练习说明 – 请重新写出这篇MapReduce统计评论用户的文章中从“分类专栏： MapReduce学习记录文章标签： java”开始、一直到“r、Reducer和启动类。”为止的部分，并把其中的“微博”替换为“论坛”。

超详细的MapReduce WordCount 统计微博评论最多的用户

最新推荐文章于 2022-02-08 16:41:04 发布

顾·不想加班·小顾

最新推荐文章于 2022-02-08 16:41:04 发布

阅读量387

点赞数

分类专栏： MapReduce学习记录文章标签： java mapreduce 大数据 hadoop idea

本文链接：https://blog.csdn.net/qq_34575632/article/details/119010699

版权

MapReduce学习记录专栏收录该内容

1 篇文章 1 订阅

订阅专栏

这篇博客详细介绍了如何使用Java实现MapReduce来统计微博评论最多的用户。首先通过FastJSON解析JSON数据，提取userId并进行Map操作，然后在Reduce阶段计算每个用户的评论数量并排序，最终输出评论最多的用户及其数量。博主提供了从本地运行WordCount程序的完整代码，包括Mapper、Reducer和启动类。

数据条目 –
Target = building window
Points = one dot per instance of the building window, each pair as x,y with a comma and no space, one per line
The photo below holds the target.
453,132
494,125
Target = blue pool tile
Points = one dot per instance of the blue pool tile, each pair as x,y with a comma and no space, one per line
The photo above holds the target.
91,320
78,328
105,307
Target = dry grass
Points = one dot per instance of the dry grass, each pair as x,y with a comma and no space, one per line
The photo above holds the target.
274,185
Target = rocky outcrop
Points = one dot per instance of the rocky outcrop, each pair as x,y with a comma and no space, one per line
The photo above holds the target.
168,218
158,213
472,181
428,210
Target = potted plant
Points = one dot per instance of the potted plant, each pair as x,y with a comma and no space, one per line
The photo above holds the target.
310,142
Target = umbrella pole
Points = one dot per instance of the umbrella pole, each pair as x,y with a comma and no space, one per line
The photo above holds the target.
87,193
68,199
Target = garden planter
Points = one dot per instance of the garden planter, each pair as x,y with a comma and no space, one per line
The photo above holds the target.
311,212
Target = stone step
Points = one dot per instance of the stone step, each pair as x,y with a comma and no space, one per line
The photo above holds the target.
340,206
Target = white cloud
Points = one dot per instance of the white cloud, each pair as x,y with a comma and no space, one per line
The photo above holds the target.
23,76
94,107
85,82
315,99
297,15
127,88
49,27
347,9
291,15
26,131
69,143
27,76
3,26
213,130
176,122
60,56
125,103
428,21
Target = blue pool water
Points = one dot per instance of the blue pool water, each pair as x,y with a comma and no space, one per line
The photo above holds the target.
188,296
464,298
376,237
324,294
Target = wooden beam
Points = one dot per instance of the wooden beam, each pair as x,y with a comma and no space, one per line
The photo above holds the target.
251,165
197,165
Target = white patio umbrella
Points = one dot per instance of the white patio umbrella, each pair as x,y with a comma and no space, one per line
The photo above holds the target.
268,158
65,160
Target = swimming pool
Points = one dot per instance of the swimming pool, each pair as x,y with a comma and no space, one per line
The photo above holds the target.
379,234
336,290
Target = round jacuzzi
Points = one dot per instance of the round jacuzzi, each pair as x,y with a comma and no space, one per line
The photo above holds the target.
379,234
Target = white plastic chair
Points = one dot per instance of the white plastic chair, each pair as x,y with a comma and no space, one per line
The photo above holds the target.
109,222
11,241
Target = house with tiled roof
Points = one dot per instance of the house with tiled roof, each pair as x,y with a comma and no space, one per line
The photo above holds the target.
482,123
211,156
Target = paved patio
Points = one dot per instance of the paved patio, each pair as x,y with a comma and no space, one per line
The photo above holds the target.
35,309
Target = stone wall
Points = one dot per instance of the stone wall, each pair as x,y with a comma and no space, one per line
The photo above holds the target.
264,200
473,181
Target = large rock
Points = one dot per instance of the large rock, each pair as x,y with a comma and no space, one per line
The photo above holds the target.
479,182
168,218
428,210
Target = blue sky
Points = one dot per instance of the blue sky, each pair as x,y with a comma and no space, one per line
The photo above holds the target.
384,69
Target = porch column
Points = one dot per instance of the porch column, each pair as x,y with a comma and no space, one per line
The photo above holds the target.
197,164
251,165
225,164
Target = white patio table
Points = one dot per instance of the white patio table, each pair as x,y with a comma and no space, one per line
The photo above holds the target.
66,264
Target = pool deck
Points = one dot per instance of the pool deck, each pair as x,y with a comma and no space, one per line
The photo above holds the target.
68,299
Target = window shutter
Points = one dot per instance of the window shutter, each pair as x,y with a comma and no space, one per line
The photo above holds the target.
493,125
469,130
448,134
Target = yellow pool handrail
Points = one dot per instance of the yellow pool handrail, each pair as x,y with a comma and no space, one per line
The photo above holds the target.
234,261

书面答案 –
分类专栏： MapReduce学习记录文章标签： java mapreduce 大数据 hadoop idea

本文链接：https://blog.csdn.net/qq_34575632/article/details/119010699

版权

MapReduce学习记录专栏收录该内容

1 篇文章 1 订阅

订阅专栏

这篇博客详细介绍了如何使用Java实现MapReduce来统计论坛评论最多的用户。首先通过FastJSON解析JSON数据，提取userId并进行Map操作，然后在Reduce阶段计算每个用户的评论数量并排序，最终输出评论最多的用户及其数量。博主提供了从本地运行WordCount程序的完整代码，包括Mapper、Reducer和启动类。